Alıştırma açıklaması:
Depremde yıkılan binalarla ilgili suç duyurusu metnine göre şu ifadelerin her biri için evet ya da hayır deyin ve kararı belirleyen sözleri metinden birebir alıntılayın: (a) Suç duyurusu Hatay Cumhuriyet Başsavcılığı'na yapıldı. (b) Altunoğlu, sorumluların kasten insan öldürme suçundan yargılanmasını istedi. (c) Yıkılan binalar arasında yeni binalar yoktu.

Metin bloğu:
==================================================

Depremde yıkılan binaların müteahhitlerine ruhsat verenler hakkında suç duyurusu

Depremde yıkılan binaların müteahhitlerine ruhsat verenler hakkında suç duyurusu

Avukat Emrah Altunoğlu, 6 Şubat’ta merkez üssü Kahramanmaraş olan iki büyük depremde yıkılan binaların müteahhitleri, yapı ruhsatı veren, iskan ruhsatı veren, denetim görevini yerine getiren kişiler hakkında Hatay Cumhuriyet Başsavcılığı’na suç duyurusunda bulundu. Altunoğlu, sorumluların “taksirle insan öldürme” suçundan yargılanmasını istedi.

Türkiye’yi yasa boğan Kahramanmaraş depreminde en çok tartışılan konu yeni binaların dahi yıkılması oldu. Kahramanmaraş depreminde binlerce bina yerle bir oldu. Yıkılan binalar arasında yeni binalar da vardı ve bu yeni binalar yüzlerce insana mezar oldu. Depremin meydana geldiği günden beri en çok bu binaların müteahhitleri tartışılıyor.

Avukat Emrah Altunoğlu, hasar gören ve yıkılan tüm binaların yapımında sorumlu müteahhitler hakkında suç duyurusunda bulundu.

Altunoğlu’nun verdiği suç duyurusunda şu ifadelere yer verildi:

“6 Şubat 2023 tarihinde meydana gelen afet nedeniyle yaşanan can kayıplarından ve yaralanmalardan tespit ettiğimiz ve tespit edilecek tüm kişiler suçun failidir. Olay son derece açık olduğu, bazı binalar dimdik ayakta iken, hemen yanı başındakilerin çöktüğü ve altında binlerce insan hayatını kaybettiği, yaralandığı ve hala göçük altında kaldığı için bu felaketin ihmal sonucu gerçekleştiği açıktır. Bu tamamen bu çürük binaları yapan, bunların yapılmasına izin veren, bunlara göz yuman ve bunları denetlemeyenlerin sorumluluğudur. Tartışılması gereken belki de ‘kast’ iradesinin olup olmadığıdır.

“TAKSİRLE İNSAN ÖLDÜRME…”

==================================================

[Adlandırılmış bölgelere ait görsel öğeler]
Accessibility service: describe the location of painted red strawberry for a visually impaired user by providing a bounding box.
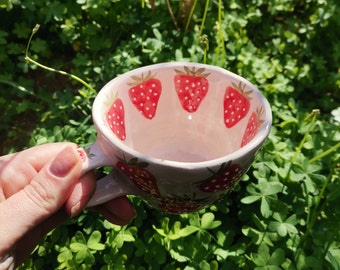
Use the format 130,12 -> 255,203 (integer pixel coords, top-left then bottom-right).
241,107 -> 263,147
224,82 -> 252,128
198,162 -> 243,192
106,98 -> 126,141
116,159 -> 160,197
158,197 -> 204,214
128,71 -> 162,119
174,66 -> 210,112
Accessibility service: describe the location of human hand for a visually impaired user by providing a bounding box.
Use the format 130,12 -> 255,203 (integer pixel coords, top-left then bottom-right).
0,143 -> 135,269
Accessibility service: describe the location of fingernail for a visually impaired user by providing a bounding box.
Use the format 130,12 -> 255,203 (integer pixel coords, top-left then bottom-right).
49,147 -> 78,177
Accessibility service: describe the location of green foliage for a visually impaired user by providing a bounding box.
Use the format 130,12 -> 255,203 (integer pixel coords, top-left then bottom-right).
0,0 -> 340,270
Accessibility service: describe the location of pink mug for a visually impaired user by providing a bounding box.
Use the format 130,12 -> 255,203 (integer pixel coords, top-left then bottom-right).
79,62 -> 272,214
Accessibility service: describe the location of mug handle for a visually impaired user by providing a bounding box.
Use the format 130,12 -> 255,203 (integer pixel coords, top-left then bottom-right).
78,140 -> 138,207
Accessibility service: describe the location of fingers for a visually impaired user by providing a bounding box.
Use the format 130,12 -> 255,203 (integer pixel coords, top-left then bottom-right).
92,196 -> 136,226
0,142 -> 76,198
65,171 -> 96,217
0,146 -> 82,254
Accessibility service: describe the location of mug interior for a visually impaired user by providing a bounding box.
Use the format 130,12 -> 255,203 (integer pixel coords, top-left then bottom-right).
93,63 -> 271,162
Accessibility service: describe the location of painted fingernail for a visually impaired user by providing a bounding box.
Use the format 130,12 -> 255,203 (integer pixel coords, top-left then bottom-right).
49,147 -> 78,178
77,148 -> 86,162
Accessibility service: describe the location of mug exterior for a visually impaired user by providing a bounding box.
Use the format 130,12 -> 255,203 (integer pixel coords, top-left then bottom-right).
87,62 -> 272,214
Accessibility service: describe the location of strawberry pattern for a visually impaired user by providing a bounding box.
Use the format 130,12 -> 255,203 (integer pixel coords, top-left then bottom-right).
198,162 -> 243,193
174,66 -> 209,112
116,158 -> 160,197
158,196 -> 205,214
128,72 -> 162,119
106,66 -> 264,147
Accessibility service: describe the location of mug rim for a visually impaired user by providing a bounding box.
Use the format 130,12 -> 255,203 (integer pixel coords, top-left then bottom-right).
92,61 -> 272,169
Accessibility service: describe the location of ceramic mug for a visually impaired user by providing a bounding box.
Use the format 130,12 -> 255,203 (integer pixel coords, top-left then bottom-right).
80,62 -> 272,214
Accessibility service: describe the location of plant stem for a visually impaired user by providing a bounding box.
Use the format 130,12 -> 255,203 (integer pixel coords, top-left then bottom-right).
25,24 -> 97,93
291,109 -> 320,164
308,143 -> 340,163
185,0 -> 197,32
216,0 -> 225,64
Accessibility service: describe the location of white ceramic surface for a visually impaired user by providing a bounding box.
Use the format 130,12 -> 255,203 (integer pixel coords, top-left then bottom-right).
81,62 -> 272,214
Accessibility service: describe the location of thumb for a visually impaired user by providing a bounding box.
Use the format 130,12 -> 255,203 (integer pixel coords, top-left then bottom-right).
0,146 -> 82,253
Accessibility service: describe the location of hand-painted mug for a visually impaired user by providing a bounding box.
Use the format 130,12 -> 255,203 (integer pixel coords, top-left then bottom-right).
80,62 -> 272,214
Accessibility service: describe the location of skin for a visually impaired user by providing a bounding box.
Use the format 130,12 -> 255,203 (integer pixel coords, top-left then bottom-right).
0,143 -> 136,269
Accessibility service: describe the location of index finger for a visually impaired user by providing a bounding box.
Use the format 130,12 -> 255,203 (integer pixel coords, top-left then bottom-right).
0,142 -> 77,198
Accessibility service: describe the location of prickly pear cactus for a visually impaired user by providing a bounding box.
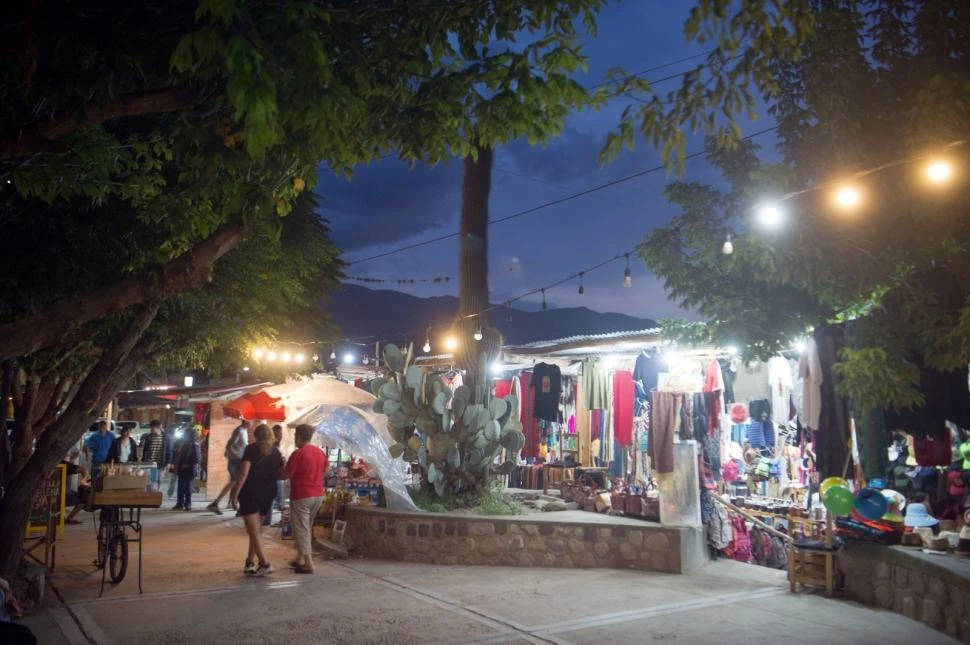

==================================================

Alıştırma yanıtı:
(a) Evet: «Hatay Cumhuriyet Başsavcılığı’na suç duyurusunda bulundu»
(b) Hayır: «sorumluların “taksirle insan öldürme” suçundan yargılanmasını istedi»
(c) Hayır: «Yıkılan binalar arasında yeni binalar da vardı»